Start of DATASET CONTENT

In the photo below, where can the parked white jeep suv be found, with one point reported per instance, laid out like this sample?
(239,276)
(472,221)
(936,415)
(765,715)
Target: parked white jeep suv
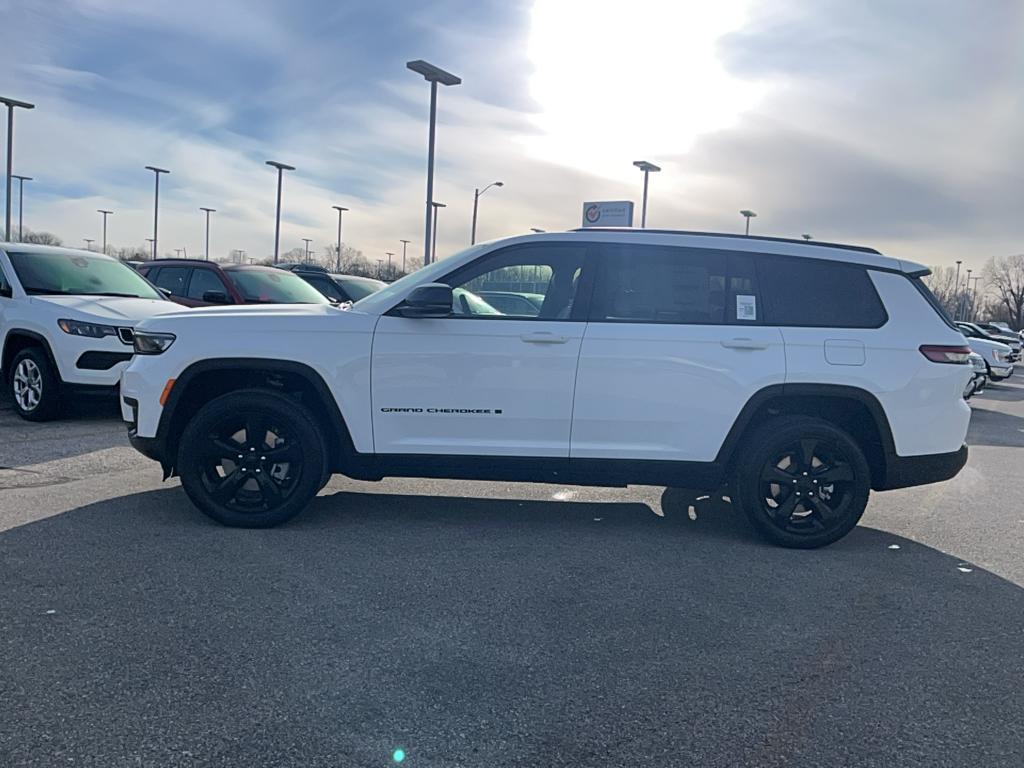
(67,320)
(804,374)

End of DATASET CONTENT

▶ **DIRECTIVE**:
Rewrite every line of the data above, including the requests, with each coordinate in the answers multiplied by 1.15 and rounded to the nearest whole number, with halves rounded up. Keep the numbers in the requests and their sample points unchanged, and omit the pictures.

▶ **RESULT FOR THIS TASK**:
In the photo below, where can the parked white jeep suv be found, with one point reported per instance, laid out like this sample?
(239,276)
(472,221)
(936,415)
(765,715)
Target: parked white jeep suv
(77,368)
(925,430)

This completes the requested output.